Exercises:
1. In the passage about the play An American Daughter, who won the 1997 Tony Award for Best Featured Actress in a Play?
2. Extend the passage about the play An American Daughter, picking up after its final sentence.

Passage for review:
[Start of section]
An American Daughter is a play written by Wendy Wasserstein. The play takes place in a living room in Georgetown, Washington, D.C.
An American Daughter opened under the New Play Workshop Series at Seattle Repertory Theatre in June 1996. Directed by Daniel J. Sullivan (then-Artistic Director), the cast featured Meryl Streep, Julianne Moore, Penny Fuller, Adam Arkin, and Liev Schreiber.
The play premiered in a Lincoln Center Theater production on Broadway at the Cort Theatre on April 13, 1997 and closed on June 29, 1997 after 89 performances and 27 previews. Directed by Daniel J. Sullivan, the cast featured Kate Nelligan (as Lyssa Dent Hughes), Elizabeth Marvel, Lynne Thigpen (as Judith B. Kaufman), Penny Fuller, and Hal Holbrook. There were also recorded voices of several real-life "Television/Radio Personalities" such as Charlie Rose. Lynne Thigpen won the 1997 Tony Award, Best Featured Actress in a Play.
[End of section]
Information shown:
[Start of section]
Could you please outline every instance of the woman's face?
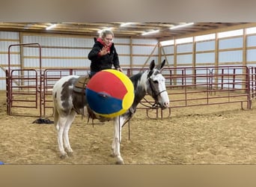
[End of section]
Results of the exercise:
1. Lynne Thigpen

2.
Dr. Lyssa Dent Hughes is nominated to be the Surgeon General of the United States and appears to be a certainty. She is the daughter of a senator. However, during an interview, she mentions that she had never been on a jury and, discussing her dead mother, describes her as "an ordinary Indiana housewife who made icebox cakes and pimento cheese canapés." Her nomination is now in doubt, with her friend, Judith B. Kaufman, an African American Jewish physician, lending support.